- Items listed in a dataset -

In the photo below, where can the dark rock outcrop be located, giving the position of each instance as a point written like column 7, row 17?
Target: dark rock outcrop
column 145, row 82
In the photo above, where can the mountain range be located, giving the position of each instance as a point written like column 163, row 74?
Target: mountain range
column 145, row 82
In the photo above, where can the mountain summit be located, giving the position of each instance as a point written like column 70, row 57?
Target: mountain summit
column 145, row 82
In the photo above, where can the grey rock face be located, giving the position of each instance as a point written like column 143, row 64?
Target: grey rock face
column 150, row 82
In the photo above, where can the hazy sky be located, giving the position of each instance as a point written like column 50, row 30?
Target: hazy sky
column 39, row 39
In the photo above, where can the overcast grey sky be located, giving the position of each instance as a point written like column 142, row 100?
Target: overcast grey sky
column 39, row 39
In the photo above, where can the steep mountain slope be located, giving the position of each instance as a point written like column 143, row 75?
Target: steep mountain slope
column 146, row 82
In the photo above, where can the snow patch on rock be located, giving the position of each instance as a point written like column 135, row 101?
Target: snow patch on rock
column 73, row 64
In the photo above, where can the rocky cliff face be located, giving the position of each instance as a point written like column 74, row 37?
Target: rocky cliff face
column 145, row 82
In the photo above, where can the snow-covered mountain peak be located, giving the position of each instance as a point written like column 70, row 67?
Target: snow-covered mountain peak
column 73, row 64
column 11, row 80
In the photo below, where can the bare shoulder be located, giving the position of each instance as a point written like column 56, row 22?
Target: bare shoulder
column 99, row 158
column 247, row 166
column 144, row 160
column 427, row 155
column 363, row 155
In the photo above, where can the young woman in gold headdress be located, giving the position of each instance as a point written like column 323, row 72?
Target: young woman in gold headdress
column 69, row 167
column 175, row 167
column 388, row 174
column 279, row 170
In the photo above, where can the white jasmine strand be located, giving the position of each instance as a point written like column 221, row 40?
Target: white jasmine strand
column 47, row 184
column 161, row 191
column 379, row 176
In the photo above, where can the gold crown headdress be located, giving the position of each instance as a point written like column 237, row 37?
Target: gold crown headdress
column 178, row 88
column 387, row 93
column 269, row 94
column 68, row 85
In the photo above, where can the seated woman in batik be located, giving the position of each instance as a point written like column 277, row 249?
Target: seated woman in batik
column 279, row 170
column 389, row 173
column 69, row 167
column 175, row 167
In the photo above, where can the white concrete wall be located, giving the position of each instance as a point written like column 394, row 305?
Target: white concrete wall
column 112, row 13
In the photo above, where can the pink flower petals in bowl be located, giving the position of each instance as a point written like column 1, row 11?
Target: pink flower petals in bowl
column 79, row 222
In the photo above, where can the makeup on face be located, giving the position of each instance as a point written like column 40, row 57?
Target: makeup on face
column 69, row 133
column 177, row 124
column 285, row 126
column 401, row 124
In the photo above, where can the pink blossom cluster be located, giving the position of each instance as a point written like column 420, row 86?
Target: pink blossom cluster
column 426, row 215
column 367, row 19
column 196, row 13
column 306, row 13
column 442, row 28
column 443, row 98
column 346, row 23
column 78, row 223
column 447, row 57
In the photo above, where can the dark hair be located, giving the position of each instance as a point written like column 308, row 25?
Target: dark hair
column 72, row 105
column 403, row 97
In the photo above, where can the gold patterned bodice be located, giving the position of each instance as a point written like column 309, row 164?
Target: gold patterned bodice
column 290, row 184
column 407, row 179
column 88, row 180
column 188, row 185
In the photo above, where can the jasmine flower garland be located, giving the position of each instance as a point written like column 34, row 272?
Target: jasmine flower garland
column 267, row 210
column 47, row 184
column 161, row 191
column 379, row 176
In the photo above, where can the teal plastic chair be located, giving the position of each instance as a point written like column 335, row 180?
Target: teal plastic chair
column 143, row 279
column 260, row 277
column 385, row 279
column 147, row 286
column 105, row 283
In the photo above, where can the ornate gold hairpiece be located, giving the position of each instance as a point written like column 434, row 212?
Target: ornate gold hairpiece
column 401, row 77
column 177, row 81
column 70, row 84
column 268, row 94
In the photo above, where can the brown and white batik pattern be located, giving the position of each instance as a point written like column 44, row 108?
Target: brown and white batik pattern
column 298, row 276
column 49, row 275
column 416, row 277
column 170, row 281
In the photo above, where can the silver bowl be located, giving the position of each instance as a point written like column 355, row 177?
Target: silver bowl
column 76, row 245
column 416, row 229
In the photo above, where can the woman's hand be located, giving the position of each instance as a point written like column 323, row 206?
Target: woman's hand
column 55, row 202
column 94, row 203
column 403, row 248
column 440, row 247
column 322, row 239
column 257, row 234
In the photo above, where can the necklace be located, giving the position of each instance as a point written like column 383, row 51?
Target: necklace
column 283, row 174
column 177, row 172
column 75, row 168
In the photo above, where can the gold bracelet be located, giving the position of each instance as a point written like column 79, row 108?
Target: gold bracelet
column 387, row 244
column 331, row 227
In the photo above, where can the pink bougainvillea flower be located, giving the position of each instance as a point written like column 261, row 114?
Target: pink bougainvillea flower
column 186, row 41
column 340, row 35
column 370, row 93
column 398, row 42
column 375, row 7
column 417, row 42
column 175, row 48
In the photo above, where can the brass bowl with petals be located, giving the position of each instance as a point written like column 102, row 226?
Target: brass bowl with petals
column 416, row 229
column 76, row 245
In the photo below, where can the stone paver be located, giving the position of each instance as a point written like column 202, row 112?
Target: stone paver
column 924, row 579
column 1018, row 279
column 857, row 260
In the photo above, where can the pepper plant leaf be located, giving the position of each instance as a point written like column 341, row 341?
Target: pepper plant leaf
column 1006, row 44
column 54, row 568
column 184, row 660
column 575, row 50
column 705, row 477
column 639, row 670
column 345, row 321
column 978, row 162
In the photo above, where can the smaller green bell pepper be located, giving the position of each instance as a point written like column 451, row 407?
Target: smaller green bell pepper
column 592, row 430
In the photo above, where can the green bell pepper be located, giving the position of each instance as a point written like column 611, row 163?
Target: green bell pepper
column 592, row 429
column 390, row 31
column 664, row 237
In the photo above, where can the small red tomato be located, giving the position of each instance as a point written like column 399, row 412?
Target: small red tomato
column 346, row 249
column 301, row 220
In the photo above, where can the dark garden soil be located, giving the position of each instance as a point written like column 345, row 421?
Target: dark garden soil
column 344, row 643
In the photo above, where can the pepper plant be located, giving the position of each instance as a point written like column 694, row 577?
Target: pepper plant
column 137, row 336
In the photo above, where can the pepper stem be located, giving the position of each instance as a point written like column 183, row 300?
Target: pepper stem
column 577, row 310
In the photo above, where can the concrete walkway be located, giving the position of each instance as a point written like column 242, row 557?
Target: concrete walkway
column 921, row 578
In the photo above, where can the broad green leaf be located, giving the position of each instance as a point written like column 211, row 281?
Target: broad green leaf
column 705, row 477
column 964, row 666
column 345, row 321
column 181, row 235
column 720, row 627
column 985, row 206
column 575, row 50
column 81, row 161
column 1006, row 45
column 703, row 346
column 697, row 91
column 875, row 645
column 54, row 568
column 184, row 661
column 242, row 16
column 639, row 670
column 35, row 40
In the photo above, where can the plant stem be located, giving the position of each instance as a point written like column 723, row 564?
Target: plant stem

* * *

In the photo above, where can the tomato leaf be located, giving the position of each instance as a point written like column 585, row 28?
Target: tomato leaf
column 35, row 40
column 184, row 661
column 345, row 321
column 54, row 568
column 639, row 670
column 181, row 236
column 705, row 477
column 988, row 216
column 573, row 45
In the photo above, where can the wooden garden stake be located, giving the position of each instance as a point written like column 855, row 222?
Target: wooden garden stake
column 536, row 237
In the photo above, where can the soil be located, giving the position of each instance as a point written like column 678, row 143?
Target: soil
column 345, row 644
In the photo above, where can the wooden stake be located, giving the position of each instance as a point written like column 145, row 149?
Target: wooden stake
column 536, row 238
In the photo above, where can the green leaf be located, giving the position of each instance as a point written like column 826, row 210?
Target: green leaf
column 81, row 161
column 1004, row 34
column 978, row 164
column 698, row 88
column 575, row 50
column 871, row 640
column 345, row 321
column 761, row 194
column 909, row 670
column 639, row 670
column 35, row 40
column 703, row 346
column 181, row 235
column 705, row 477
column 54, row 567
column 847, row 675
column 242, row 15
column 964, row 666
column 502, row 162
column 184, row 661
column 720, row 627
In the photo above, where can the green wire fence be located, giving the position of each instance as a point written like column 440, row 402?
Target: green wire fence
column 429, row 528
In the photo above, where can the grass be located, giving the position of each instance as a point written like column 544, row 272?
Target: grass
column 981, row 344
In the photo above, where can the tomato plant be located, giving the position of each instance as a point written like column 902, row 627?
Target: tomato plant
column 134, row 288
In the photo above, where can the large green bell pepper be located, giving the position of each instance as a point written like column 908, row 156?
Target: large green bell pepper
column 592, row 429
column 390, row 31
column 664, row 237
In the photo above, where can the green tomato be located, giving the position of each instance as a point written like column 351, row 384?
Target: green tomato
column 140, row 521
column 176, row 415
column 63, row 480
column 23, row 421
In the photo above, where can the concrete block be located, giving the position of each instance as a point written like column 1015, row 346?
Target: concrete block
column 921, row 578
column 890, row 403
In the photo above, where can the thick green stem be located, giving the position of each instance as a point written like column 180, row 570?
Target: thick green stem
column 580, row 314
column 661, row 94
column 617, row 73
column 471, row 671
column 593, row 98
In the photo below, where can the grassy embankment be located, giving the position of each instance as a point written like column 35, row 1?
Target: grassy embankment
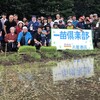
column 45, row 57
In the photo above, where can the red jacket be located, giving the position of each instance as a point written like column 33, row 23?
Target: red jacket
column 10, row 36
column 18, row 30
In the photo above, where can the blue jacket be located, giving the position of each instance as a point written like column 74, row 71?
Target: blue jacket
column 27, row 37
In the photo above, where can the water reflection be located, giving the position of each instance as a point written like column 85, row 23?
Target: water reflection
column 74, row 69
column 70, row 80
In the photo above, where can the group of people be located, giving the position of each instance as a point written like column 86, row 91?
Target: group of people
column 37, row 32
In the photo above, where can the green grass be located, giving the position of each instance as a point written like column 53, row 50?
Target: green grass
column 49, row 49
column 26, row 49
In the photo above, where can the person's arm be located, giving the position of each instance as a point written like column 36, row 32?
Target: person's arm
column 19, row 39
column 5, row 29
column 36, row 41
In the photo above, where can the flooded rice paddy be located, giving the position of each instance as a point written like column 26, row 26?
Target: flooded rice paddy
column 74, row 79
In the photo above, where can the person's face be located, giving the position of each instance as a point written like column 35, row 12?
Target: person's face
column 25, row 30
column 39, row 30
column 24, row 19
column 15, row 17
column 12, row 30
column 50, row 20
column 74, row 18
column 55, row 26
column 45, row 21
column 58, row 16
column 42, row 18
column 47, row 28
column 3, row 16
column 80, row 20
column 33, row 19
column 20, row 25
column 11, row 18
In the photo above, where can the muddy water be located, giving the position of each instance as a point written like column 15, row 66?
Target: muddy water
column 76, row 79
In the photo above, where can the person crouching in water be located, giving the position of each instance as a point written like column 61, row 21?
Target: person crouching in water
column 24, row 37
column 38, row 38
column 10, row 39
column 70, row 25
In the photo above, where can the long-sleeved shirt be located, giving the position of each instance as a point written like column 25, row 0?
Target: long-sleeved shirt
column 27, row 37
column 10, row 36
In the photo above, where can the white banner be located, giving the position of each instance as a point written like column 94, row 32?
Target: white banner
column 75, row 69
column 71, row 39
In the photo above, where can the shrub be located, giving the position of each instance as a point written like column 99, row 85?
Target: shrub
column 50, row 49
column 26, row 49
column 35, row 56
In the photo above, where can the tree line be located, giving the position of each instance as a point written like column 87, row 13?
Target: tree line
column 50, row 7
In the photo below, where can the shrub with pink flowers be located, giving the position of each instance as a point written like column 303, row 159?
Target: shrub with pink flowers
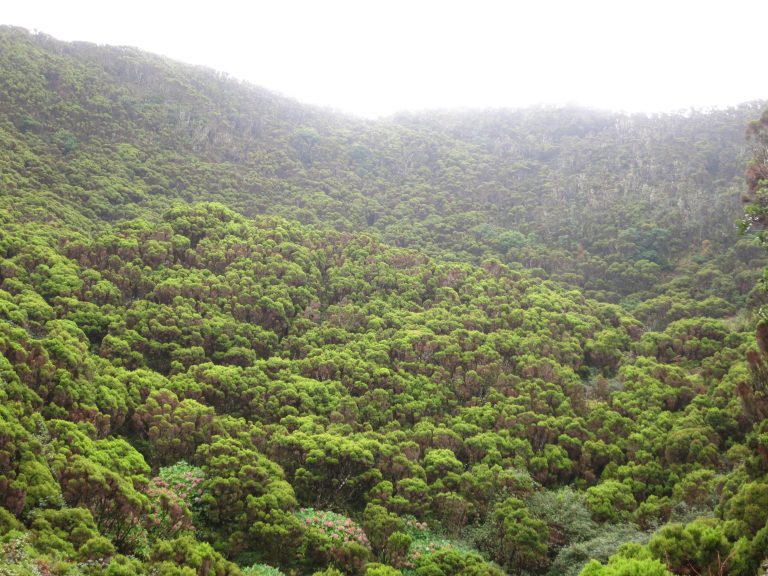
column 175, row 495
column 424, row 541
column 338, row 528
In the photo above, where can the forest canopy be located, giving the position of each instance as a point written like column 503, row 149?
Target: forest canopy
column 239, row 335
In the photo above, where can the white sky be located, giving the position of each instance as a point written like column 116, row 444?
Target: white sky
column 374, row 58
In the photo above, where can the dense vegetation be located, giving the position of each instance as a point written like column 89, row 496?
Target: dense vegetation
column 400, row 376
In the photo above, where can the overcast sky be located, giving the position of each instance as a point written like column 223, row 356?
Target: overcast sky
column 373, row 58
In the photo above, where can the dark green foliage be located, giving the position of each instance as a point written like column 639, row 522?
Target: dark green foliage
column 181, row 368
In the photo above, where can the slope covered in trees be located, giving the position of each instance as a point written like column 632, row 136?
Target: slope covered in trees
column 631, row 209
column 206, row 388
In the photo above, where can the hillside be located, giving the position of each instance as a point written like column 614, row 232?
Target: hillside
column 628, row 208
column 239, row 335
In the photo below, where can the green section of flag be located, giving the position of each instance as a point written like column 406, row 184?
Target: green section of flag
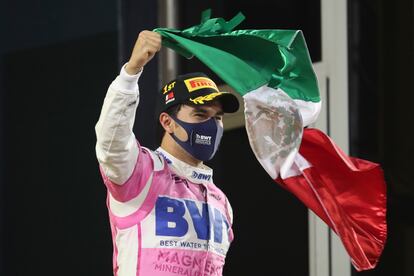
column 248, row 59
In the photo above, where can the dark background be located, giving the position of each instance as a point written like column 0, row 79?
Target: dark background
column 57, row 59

---

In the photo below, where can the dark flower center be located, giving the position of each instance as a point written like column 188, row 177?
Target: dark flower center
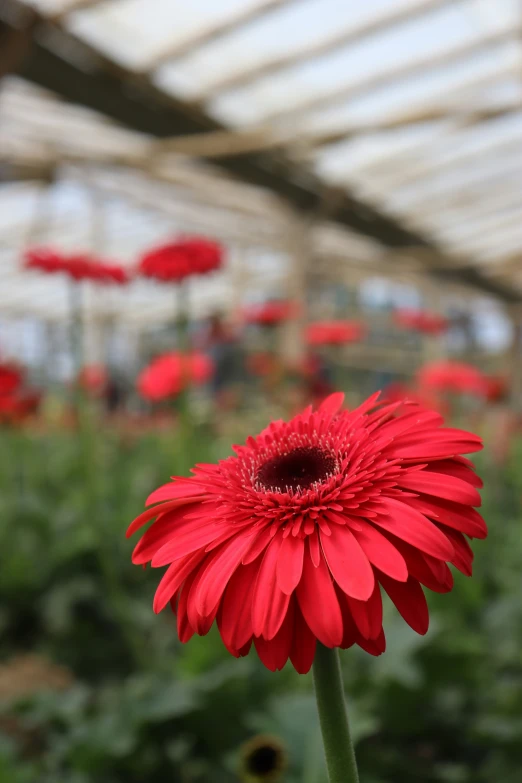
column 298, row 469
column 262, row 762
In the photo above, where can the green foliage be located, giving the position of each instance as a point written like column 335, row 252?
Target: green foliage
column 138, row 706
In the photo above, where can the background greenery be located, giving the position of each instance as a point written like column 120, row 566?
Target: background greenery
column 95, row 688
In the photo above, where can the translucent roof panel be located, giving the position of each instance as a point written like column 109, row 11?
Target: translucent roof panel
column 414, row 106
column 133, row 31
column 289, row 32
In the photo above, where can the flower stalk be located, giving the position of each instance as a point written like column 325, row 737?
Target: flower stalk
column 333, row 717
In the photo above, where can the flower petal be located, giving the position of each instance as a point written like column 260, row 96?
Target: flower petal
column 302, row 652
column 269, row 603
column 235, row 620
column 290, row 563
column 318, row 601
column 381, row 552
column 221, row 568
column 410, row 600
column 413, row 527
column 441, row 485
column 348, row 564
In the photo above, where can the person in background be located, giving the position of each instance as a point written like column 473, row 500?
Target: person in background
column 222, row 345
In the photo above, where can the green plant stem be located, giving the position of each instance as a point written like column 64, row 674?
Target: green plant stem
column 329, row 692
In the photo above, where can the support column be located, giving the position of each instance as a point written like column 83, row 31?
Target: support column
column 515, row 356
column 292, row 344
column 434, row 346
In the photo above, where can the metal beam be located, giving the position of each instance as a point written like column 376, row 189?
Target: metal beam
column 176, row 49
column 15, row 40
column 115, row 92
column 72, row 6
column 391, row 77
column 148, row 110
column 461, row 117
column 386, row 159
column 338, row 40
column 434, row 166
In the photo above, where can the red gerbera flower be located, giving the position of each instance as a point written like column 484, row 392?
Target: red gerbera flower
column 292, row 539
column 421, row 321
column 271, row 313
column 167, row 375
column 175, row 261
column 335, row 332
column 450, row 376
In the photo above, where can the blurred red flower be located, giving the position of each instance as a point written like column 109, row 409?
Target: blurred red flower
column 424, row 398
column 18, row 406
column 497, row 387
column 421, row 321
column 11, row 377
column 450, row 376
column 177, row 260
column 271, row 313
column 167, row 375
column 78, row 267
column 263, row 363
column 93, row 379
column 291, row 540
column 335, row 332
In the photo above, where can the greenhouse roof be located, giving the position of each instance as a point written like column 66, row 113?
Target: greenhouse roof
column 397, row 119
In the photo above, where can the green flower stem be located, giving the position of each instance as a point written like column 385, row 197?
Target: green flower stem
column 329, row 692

- Exercise description -
Copy the material word for word, starting at the line that contains "In the photo above, where can the grass" and ending after the line that contains "column 981, row 344".

- Completed task -
In the photo above, where can the grass be located, giving the position of each instance as a point written like column 544, row 272?
Target: grass
column 981, row 344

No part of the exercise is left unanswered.